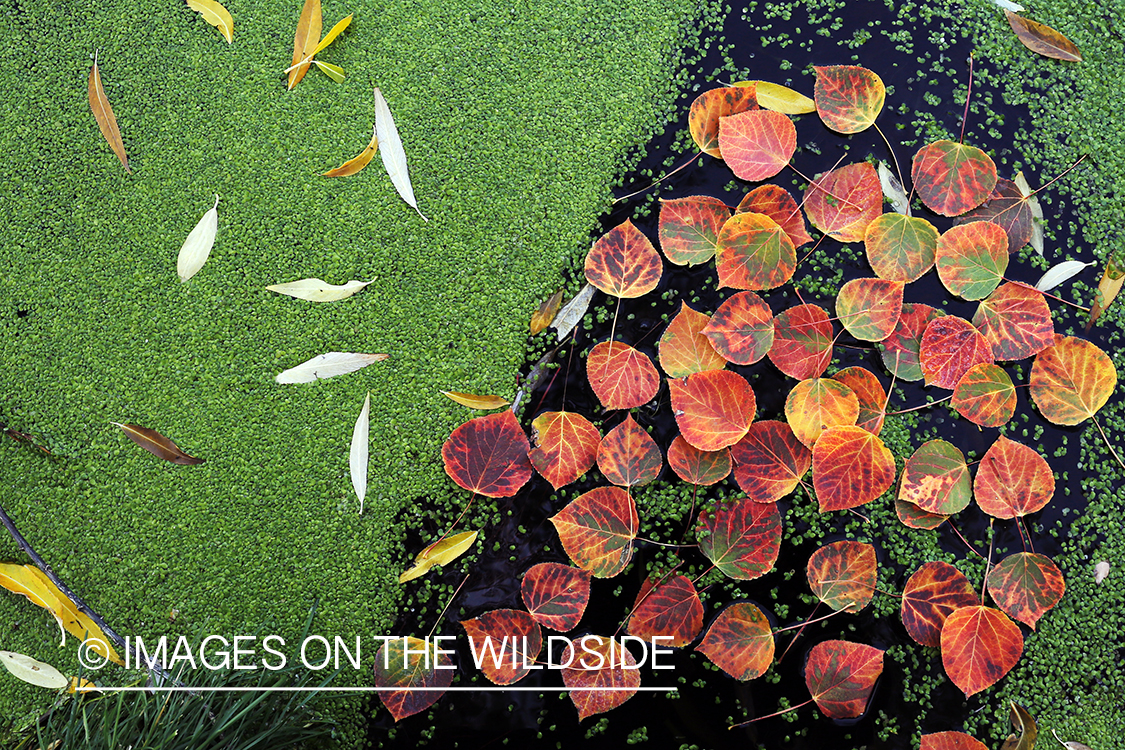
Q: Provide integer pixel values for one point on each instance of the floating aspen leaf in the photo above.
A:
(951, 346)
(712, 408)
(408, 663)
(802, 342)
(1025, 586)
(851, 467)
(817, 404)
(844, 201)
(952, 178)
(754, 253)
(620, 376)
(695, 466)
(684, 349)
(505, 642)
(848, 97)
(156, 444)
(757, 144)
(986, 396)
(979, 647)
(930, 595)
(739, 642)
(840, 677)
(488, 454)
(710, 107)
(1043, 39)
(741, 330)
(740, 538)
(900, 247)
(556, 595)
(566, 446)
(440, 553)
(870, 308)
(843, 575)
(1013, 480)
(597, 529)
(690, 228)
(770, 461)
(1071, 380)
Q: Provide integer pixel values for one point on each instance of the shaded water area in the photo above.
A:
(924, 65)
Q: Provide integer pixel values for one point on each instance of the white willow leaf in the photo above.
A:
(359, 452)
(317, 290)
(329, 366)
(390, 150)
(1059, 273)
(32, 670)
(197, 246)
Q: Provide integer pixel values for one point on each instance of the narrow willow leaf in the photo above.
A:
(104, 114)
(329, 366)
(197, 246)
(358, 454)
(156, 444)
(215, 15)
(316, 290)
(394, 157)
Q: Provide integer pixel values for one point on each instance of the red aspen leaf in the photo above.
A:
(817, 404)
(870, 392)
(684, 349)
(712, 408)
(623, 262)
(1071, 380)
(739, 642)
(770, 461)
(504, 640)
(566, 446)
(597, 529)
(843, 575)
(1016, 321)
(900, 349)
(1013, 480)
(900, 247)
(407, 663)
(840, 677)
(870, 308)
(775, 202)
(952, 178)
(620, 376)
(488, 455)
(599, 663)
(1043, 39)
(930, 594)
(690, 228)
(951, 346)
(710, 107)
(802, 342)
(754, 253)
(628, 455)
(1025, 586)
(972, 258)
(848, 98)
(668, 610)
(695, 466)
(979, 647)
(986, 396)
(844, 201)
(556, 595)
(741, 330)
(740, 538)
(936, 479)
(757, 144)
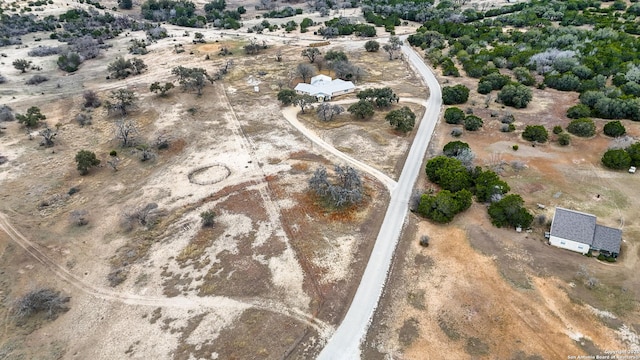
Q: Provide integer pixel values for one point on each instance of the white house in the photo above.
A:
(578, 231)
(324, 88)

· · · ·

• **EXERCISE**: Write out each entry exactly as given, but skip the pictures.

• **CORRECT ANSWER**:
Q: Provide integer pixel values for one point on each instance of the floating aspen leaf in the photo above.
A:
(951, 346)
(712, 408)
(408, 663)
(802, 342)
(1025, 586)
(851, 467)
(817, 404)
(844, 201)
(952, 178)
(754, 253)
(620, 376)
(695, 466)
(684, 349)
(505, 642)
(848, 97)
(156, 444)
(757, 144)
(986, 396)
(979, 647)
(930, 595)
(739, 642)
(840, 677)
(488, 454)
(710, 107)
(1043, 39)
(741, 330)
(740, 538)
(900, 247)
(556, 595)
(566, 446)
(440, 553)
(870, 308)
(843, 575)
(1013, 480)
(597, 529)
(690, 228)
(770, 461)
(1071, 380)
Q: Provide integer pixel values for one point on each instance of the shaded water area in the photo above.
A:
(924, 65)
Q: Provide integer pixel values for one point on each instance of the white willow leaf in the photo above.
A:
(359, 452)
(317, 290)
(329, 366)
(390, 150)
(1059, 273)
(32, 670)
(197, 246)
Q: Provide integer pixel values for one point on each instance of the narrow willow leaf in the photo above.
A:
(104, 114)
(329, 366)
(197, 246)
(358, 454)
(156, 444)
(215, 15)
(316, 290)
(394, 157)
Q: Provide integer pixel values for one point on each instance of the red aspen leaf in the photo above.
A:
(817, 404)
(870, 392)
(684, 349)
(712, 408)
(623, 262)
(1071, 380)
(739, 642)
(770, 461)
(504, 640)
(566, 446)
(597, 529)
(843, 575)
(1016, 321)
(900, 349)
(1013, 480)
(900, 247)
(407, 663)
(840, 677)
(870, 308)
(775, 202)
(952, 178)
(620, 376)
(488, 455)
(599, 663)
(1043, 39)
(930, 594)
(690, 228)
(951, 346)
(710, 107)
(802, 342)
(754, 253)
(628, 455)
(1025, 586)
(972, 258)
(848, 98)
(668, 610)
(695, 466)
(979, 647)
(986, 396)
(844, 201)
(556, 595)
(741, 330)
(740, 538)
(936, 479)
(757, 144)
Q: Provide integer pixel values for one point on each instance of the white house in the photo above.
A:
(578, 231)
(324, 88)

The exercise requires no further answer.